= EXTRACT PROVIDED =
------------------------------------

As a State fan, I'd like to mention the popularity of Crock-Pot-Possum in the Grove on game day up in Oxfart.
“Shut up and send me more pigs to kill” -Fury
Wild hogs are classified as nuisance animals in Mississippi. There's no designated season for wild hogs on the National Forests in Mississippi; however, wild hogs may be hunted during daylight hours with weapons legal to use for the hunting season open at the time.
https://www.mdwfp.com/wildlife-hunting/wild-hog-program/wild-hog-faqs/
"Anonymous Anonymous said...
In these traps that capture 15-20 at a time, then what? Are they shot. If they're then shot are they buried on the spot?
"April 28, 2023 at 5:37 AM
This depends. Most likely shoot them (or at least some of them) and drag to a spot were they will feed the critters of the forest. Some shoot them and process one or two. I've seen some folks load live hogs up and transport them (don't know if this is legal), but you'd better have a super strong pen/trap, cause they can and will get out. They can be buried but you'd need a back hoe or bucket on a tractor which many small time landowners don't have. From what i understand, if you get a trap from the state, they require you terminate all the trapped hogs.
https://www.dailyleader.com/2022/07/01/law-banning-transport-of-wild-hogs-goes-into-effect/
JACKSON — The Mississippi Department of Wildlife, Fisheries and Parks announced that House Bill 1065 went into effect July 1, 2022. The bill bans the transport of wild hogs which had perviously been allowed under a permit system.
According to the bill, hunters may not release wild hogs from a device or vehicle unless it was into an enclosure for the purpose of slaughter.
State game and fish brought them in here in early 80s to create another species to hunt. You could get two sow and a boar (European). They started this stuff. I think they are fun to hunt and good to eat.
I encourage commissioner Gibson to let me drink my dairy milk how I want to drink it.
All his talk of small government and being a conservative and yet the state of Mississippi literally has laws telling me whether or not I can drink raw milk.
Absolutely insane that a government can tell me not to drink milk the way it has literally been drank for thousands of years.

------------------------------------

= THE DATA =

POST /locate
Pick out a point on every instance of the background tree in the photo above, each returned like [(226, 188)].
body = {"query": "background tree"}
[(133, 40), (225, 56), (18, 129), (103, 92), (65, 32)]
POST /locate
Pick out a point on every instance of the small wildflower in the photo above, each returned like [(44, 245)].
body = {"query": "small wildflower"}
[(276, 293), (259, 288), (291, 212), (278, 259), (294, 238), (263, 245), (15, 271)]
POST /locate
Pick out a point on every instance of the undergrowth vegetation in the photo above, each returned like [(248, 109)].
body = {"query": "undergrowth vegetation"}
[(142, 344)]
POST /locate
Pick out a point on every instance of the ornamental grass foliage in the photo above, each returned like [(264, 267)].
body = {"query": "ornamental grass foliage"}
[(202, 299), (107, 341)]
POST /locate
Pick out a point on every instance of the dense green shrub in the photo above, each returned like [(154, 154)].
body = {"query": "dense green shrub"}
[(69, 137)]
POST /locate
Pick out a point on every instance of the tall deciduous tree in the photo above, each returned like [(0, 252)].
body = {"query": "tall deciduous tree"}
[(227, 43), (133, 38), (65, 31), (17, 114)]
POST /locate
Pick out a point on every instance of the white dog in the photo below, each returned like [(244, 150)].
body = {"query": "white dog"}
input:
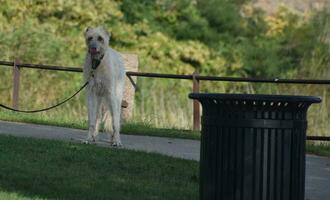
[(105, 71)]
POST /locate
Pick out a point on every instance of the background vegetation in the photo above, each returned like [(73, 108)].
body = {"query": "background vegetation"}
[(213, 37)]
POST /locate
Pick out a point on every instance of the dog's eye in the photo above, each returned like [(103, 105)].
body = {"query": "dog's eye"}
[(100, 39)]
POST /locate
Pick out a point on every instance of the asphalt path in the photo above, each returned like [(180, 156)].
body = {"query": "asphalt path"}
[(317, 168)]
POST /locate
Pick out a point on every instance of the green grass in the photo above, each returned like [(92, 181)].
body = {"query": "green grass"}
[(43, 169), (129, 128)]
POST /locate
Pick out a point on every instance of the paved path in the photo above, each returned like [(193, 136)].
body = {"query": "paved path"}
[(317, 168)]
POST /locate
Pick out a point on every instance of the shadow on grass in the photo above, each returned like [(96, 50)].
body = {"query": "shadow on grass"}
[(34, 168)]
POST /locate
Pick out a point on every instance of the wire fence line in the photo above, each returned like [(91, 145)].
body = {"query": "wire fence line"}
[(195, 77)]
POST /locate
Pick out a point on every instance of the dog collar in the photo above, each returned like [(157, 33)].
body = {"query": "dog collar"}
[(96, 62)]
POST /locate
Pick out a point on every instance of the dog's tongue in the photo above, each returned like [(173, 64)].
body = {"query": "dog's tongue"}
[(93, 51)]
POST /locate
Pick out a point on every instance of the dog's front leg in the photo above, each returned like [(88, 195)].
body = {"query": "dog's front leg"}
[(93, 115)]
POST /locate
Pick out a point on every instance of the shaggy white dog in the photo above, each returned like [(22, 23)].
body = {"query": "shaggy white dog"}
[(105, 71)]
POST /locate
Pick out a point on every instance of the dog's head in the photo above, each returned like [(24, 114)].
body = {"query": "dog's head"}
[(97, 41)]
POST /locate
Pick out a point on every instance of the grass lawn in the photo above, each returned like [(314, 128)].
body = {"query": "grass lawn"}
[(44, 169), (135, 129), (127, 128)]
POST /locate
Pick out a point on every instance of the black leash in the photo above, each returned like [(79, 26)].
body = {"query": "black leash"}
[(45, 109)]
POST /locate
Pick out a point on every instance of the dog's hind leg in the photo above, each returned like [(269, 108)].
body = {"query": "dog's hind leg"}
[(115, 109), (94, 105)]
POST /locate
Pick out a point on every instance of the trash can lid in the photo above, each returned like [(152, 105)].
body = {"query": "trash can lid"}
[(255, 97)]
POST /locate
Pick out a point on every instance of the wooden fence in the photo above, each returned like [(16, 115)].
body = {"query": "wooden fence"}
[(195, 78)]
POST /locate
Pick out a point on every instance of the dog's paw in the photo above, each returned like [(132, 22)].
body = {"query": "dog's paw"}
[(116, 144), (89, 141)]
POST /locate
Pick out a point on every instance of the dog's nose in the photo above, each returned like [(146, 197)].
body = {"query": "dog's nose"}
[(93, 50)]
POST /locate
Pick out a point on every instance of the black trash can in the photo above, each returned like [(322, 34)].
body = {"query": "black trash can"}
[(253, 146)]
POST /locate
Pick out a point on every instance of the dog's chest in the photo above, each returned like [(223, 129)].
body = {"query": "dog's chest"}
[(99, 85)]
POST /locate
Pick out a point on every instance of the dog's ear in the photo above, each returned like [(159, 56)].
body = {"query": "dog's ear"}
[(105, 31)]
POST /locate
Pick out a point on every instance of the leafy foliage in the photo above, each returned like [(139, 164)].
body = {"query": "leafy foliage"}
[(214, 37)]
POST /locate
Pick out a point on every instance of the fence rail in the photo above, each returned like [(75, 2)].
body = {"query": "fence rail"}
[(195, 78)]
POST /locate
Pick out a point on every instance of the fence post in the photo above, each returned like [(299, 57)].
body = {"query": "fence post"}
[(196, 106), (16, 80)]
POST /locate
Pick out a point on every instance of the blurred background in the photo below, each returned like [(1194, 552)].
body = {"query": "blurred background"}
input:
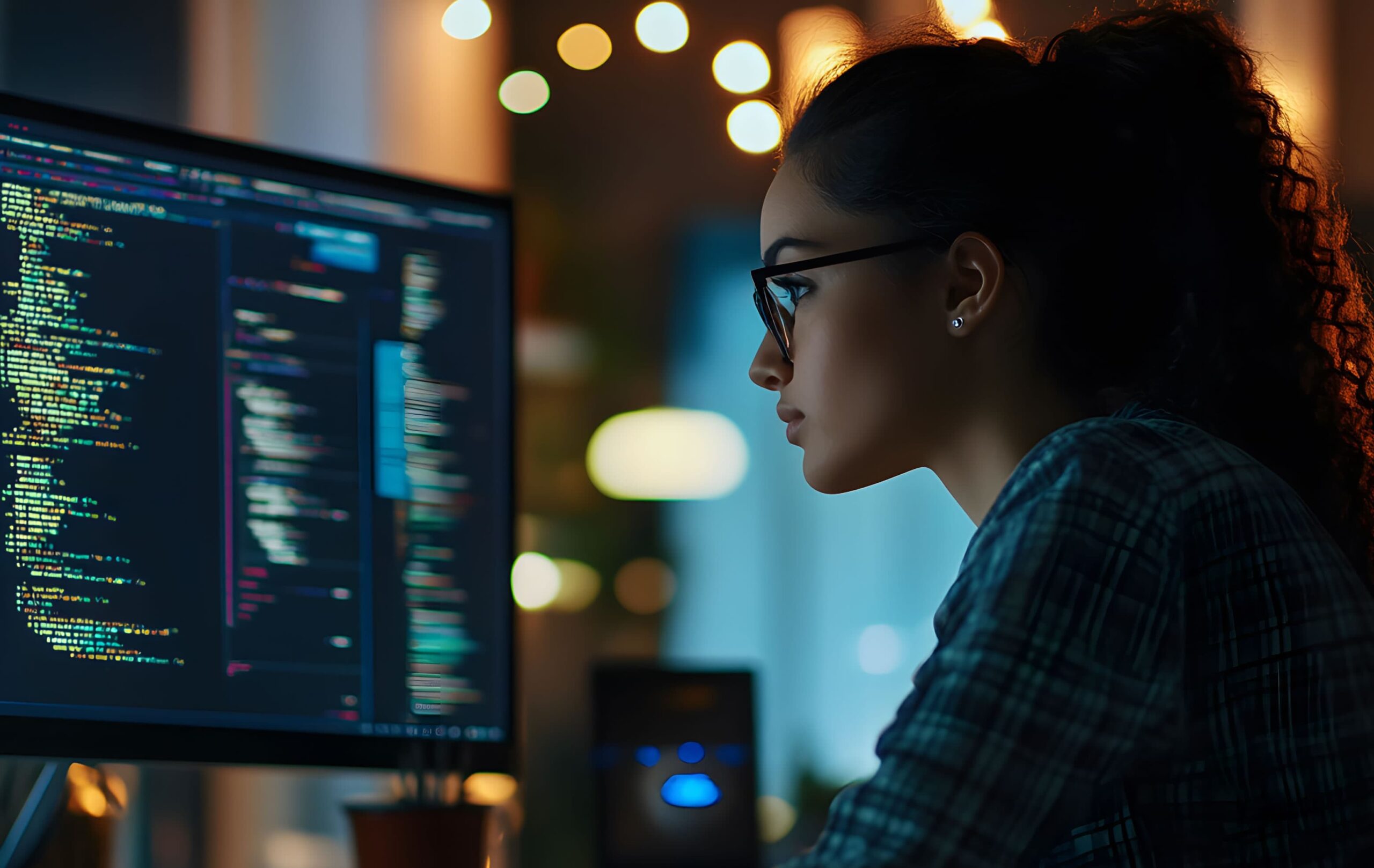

------------------------------------

= WORK REQUEST =
Give a two-sentence summary of the comment thread about wild hogs in Mississippi.

= RESPONSE TO THE EXERCISE =
Wild hogs are nuisance animals in Mississippi that can be hunted in daylight on the National Forests with no set season, and hogs caught in large traps are often shot and left for forest critters, though some are processed or buried. A law that took effect July 1, 2022 bans moving wild hogs, and one commenter objects that state law controls whether people may drink raw milk.